Your task: Pull out the stretch of the material from its first line through the line containing "770 395 L 783", word for word, and omit the pictures.

** start of Provided records **

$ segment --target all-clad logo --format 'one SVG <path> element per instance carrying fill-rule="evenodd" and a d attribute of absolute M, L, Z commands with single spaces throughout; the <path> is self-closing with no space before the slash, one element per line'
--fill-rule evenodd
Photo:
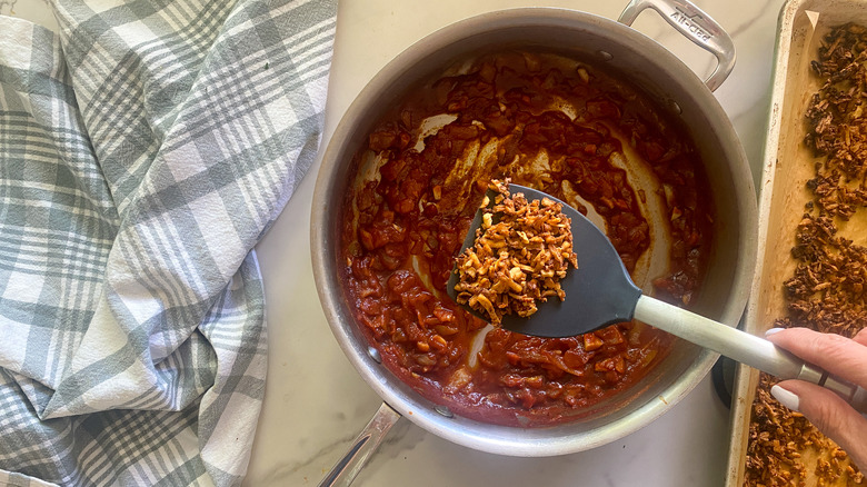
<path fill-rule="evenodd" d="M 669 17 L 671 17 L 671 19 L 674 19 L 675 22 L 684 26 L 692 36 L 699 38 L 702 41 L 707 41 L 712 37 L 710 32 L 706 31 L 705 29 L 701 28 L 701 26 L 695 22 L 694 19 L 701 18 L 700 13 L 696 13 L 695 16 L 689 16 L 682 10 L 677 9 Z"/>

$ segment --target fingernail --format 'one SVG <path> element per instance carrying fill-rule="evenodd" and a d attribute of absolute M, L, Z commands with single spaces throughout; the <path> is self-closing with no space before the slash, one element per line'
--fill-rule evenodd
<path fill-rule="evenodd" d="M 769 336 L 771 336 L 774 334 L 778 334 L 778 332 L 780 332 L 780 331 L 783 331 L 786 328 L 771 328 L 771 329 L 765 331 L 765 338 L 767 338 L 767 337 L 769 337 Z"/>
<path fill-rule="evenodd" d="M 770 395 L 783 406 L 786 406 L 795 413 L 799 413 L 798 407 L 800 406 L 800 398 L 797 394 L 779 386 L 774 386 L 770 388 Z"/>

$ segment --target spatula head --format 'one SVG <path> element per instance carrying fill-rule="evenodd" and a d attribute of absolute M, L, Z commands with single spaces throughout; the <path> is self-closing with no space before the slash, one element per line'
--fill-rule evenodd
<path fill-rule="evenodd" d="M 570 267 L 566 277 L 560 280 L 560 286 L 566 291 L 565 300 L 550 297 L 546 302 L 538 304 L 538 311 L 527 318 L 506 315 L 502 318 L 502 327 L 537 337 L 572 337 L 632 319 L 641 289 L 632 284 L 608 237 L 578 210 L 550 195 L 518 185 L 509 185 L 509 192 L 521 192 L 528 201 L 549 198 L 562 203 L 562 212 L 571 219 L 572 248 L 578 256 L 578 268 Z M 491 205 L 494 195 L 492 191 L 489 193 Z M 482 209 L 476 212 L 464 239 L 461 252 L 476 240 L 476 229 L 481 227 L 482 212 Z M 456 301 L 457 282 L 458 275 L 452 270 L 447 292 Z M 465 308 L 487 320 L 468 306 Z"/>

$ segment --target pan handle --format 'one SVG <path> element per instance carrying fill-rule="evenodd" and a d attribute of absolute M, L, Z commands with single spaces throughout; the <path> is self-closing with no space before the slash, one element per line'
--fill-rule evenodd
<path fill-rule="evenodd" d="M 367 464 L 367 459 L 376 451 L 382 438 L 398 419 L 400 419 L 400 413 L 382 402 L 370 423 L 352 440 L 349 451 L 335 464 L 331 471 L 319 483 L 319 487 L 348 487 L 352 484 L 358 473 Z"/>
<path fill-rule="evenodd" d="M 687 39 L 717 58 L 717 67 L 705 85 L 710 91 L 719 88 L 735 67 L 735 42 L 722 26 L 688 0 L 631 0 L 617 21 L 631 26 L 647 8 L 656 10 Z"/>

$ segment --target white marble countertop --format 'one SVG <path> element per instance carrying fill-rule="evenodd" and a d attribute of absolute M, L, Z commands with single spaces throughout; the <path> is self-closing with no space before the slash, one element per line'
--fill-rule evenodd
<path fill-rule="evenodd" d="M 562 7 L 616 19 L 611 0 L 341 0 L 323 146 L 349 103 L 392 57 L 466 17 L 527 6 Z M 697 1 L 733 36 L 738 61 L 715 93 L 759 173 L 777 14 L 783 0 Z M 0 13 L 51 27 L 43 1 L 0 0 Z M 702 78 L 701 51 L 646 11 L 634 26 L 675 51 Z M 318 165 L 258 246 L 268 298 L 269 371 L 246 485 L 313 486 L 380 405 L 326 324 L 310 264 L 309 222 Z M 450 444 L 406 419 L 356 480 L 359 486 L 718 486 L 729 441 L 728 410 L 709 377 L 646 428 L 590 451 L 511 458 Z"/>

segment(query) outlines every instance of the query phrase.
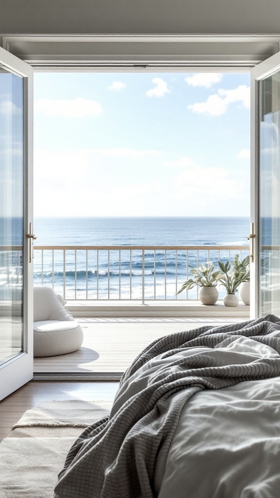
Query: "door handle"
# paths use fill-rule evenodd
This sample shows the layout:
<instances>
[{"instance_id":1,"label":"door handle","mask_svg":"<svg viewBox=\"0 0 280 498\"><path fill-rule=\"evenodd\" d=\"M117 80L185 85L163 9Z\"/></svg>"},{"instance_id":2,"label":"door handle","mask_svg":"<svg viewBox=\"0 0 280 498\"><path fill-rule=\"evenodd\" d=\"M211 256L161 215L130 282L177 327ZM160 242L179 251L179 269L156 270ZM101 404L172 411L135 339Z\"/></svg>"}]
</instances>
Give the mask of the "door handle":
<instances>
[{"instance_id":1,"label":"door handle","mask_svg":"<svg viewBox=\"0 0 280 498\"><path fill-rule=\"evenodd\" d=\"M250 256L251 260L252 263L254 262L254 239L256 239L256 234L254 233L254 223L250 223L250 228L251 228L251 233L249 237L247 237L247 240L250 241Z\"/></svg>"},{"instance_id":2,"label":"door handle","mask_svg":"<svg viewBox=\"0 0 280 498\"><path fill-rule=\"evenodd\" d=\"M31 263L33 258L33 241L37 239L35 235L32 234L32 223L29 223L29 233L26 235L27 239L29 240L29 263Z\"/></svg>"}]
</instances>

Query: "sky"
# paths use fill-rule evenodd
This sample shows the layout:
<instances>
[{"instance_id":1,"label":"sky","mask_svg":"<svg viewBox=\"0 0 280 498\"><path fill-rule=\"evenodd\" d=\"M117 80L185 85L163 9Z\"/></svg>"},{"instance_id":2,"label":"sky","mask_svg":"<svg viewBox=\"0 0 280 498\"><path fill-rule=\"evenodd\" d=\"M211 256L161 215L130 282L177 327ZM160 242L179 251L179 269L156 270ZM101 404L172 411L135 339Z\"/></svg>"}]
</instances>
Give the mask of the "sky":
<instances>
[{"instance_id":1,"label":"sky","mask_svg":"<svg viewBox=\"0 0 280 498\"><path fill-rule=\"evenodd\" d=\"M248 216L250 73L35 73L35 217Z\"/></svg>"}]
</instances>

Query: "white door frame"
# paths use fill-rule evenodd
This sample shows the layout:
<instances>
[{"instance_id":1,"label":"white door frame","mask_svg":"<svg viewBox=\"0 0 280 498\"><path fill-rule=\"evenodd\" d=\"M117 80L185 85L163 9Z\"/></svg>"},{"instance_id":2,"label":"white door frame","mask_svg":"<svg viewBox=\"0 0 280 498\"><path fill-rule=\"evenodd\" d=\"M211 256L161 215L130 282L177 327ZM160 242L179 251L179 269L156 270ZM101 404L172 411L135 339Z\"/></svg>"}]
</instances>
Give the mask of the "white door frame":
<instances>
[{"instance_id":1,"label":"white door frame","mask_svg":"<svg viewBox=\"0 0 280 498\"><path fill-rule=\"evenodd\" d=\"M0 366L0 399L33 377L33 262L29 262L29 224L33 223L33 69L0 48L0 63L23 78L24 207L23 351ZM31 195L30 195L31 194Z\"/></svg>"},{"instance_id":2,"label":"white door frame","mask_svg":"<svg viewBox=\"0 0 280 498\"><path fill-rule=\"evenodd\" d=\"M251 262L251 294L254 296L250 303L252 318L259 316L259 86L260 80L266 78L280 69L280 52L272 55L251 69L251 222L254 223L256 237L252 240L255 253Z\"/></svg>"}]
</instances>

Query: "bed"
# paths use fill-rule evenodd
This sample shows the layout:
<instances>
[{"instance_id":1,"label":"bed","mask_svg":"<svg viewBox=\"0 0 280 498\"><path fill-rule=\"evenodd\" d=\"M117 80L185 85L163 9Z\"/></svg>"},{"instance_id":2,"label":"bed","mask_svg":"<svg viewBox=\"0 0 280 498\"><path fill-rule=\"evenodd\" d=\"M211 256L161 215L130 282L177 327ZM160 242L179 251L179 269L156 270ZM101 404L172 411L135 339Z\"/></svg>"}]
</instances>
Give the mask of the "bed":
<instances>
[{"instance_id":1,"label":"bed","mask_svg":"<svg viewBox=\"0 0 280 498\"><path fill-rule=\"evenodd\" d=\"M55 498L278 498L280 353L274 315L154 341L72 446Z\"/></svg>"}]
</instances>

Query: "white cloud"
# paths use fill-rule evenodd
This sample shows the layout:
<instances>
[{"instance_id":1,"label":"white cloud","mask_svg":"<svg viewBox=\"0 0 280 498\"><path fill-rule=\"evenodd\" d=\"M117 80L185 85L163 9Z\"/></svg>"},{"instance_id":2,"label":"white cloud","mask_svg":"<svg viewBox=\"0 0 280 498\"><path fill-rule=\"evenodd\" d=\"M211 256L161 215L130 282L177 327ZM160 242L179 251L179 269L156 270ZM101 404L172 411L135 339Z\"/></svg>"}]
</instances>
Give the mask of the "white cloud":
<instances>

** end of Provided records **

Correct answer:
$ segment --target all-clad logo --format 'one SVG <path> element per instance carrying fill-rule="evenodd" and a d attribute of absolute M, L, Z commands with single spaces throughout; the <path> is self-closing with no space before the slash, one element per line'
--fill-rule evenodd
Photo:
<path fill-rule="evenodd" d="M 669 17 L 671 17 L 671 19 L 674 19 L 675 22 L 684 26 L 692 36 L 699 38 L 702 41 L 707 41 L 712 37 L 710 32 L 706 31 L 705 29 L 701 28 L 701 26 L 695 22 L 694 19 L 701 18 L 700 13 L 696 13 L 695 16 L 689 16 L 682 10 L 677 9 Z"/>

$ segment --target fingernail --format 'one SVG <path> element per instance carrying fill-rule="evenodd" and a d attribute of absolute M, L, Z commands with single spaces throughout; the <path> is self-closing with no space before the slash, one element per line'
--fill-rule evenodd
<path fill-rule="evenodd" d="M 769 336 L 771 336 L 774 334 L 778 334 L 778 332 L 780 332 L 780 331 L 783 331 L 786 328 L 771 328 L 771 329 L 765 331 L 765 338 L 767 338 L 767 337 L 769 337 Z"/>
<path fill-rule="evenodd" d="M 770 395 L 783 406 L 786 406 L 795 413 L 799 413 L 798 407 L 800 406 L 800 398 L 797 394 L 779 386 L 774 386 L 770 388 Z"/>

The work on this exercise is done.